→ Collected data
<<<<

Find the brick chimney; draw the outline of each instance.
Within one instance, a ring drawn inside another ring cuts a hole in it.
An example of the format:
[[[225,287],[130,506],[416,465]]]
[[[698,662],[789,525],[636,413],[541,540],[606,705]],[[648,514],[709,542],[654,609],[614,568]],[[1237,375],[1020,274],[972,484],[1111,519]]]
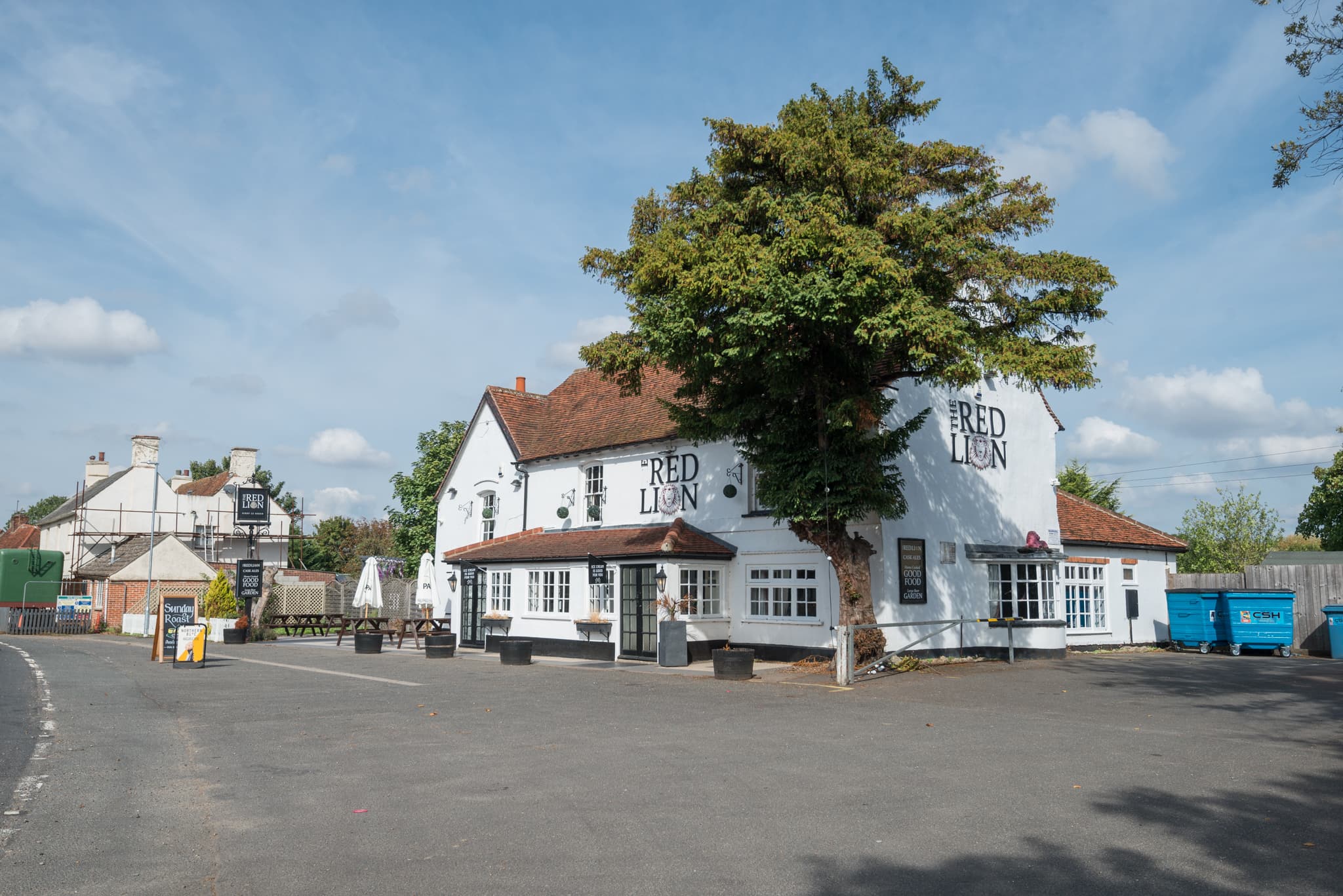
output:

>>>>

Rewrite the lines of the records above as a numbered list, leaving out any blank lines and the pictures.

→ Answer to this problem
1. Find the brick chimney; draw the outline of each instance.
2. Within one instance, a ring drawn inside another ring cuts a hole in it.
3. An example of the format:
4. [[[225,287],[130,506],[416,465]]]
5. [[[698,662],[789,525],[636,413],[541,540],[606,705]],[[648,514],[709,542],[654,609],[614,568]],[[1237,375],[1020,274],[972,484],[1111,519]]]
6. output:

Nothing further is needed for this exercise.